#### [ACTIVITY 1]
Write out the part of the filtration passage below that begins at the words that have "The initial applications" and stops after "and future demands.".
#### [ACTIVITY 2]
Write what comes next in the filtration passage below, continuing from its last sentence.

#### [PROVIDED TEXT]
───

The initial applications of single-use filtration products were for small-scale processes in laboratories where total process volumes were either quite small or exhibited low solids content. Today, single-use filtration systems are evolving quickly to address expanding applications, ranging from sterile filtration in final filling to the handling of hazardous or toxic products. Further, new frontiers such as virus filtration are leading the call for continued development.
The cellulose-based Seitz® depth filter product line from Pall Life Sciences has undergone such a technological evolution. Specifically, the new Pall Stax™ single-use depth filter platform was developed to address the biopharmaceutical industry’s current and future demands.
A vital requirement for any large-scale filtration system is that the performance scales up from development trials to commercial-scale production. Due to batch-to-batch variability and uncertainty in scale-up performance of a filtration solution, process developers typically apply a safety margin of 30% or greater for filtration area.
Although allowing for process variability is a good engineering practice, adding additional filtration area based on uncertain scale-up performance leads to poor economics of the clarification step.
In developing a design concept for a large-scale, single-use depth filter platform, Pall considered ease-of use and process aspects to derive a system design based on stacking depth-filter capsules vertically within a chassis. This design was preferred to that of a horizontal arrangement to aid installation, venting, and draining of the assembly as well as minimize the footprint needed.
The design of the inlet/outlet manifold (distribution manifold) enables the greatest flexibility in the way the process-scale chassis can be operated (Figure 1). In bottom in/bottom out configuration, the process flow is through the distribution manifold at the bottom of the stack. The alternative operating mode of bottom in/top out or top in/bottom out allows for the process flow to enter and exit from opposite ends of the assembly.

───

#### [INFORMATION SHOWN]
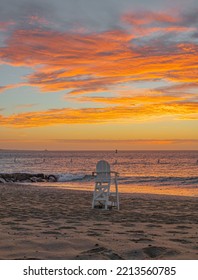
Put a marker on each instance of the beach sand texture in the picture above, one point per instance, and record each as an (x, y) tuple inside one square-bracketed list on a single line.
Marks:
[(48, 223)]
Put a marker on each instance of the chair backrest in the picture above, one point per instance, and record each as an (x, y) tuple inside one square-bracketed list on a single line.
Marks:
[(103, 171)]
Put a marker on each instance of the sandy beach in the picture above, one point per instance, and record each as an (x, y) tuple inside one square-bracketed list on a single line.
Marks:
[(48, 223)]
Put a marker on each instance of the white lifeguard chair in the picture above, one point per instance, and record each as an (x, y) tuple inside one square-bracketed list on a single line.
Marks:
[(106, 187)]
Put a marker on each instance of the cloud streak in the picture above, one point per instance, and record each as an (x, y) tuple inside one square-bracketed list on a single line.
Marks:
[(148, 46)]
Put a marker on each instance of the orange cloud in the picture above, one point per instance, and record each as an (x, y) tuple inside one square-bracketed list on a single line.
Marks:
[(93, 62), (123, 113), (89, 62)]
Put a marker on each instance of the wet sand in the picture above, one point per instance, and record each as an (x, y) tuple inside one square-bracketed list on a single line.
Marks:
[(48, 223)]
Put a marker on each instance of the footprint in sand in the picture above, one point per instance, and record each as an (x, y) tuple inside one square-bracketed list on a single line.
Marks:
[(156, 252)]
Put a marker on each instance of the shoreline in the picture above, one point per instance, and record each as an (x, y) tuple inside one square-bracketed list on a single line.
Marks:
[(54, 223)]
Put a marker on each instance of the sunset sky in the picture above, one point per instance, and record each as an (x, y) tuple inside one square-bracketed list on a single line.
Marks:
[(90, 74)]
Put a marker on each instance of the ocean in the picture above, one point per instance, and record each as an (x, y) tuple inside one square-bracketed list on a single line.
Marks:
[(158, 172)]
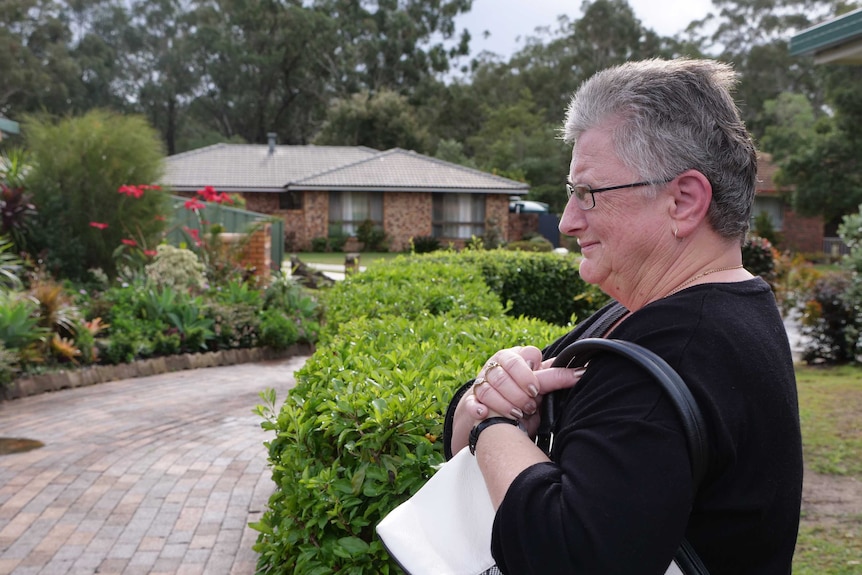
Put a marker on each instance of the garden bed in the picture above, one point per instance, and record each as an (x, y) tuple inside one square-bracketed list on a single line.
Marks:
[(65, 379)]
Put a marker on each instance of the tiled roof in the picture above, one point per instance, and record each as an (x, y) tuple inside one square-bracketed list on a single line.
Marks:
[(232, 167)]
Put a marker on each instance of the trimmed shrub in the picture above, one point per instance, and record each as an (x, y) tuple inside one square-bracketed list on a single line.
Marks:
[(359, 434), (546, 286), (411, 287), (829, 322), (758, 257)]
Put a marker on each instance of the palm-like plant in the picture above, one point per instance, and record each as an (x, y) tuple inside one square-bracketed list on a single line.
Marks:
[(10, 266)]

───

#### [TASK OUTPUT 1]
The initial applications of single-use filtration products were for small-scale processes in laboratories where total process volumes were either quite small or exhibited low solids content. Today, single-use filtration systems are evolving quickly to address expanding applications, ranging from sterile filtration in final filling to the handling of hazardous or toxic products. Further, new frontiers such as virus filtration are leading the call for continued development.
The cellulose-based Seitz® depth filter product line from Pall Life Sciences has undergone such a technological evolution. Specifically, the new Pall Stax™ single-use depth filter platform was developed to address the biopharmaceutical industry’s current and future demands.

#### [TASK OUTPUT 2]
Switching between operating configurations is achieved by the simple addition or removal of the second distribution manifold at the top of the stack. The use of the bottom in/top out or top in/bottom out operating mode is potentially applicable for large area, single-layer systems operated at high feed flow flux rates and/or for ease of product handling. The bottom in/bottom out operating mode will otherwise apply.
Additionally the design of the Pall Stax platform provides users with the flexibility to operate the stack in a serial flow mode, whereby two grades of filter media can be operated in series within one chassis. Furthermore, because of the small footprint, multiple chassis can be placed into a small area.
Filterability trials were conducted to assess the scalability of the Stax platform. The trials focused on operating with single-layer modules, which require a higher feed flow rate through the filter assembly than double layer filters, and will amplify the effect of any hydrodynamic losses through the filter assembly. This provided for the worst-case scenario.
The test program included a comparison of the performance of the Pall Stax assembly with other Pall sheet filter formats to provide scalability data across the product range.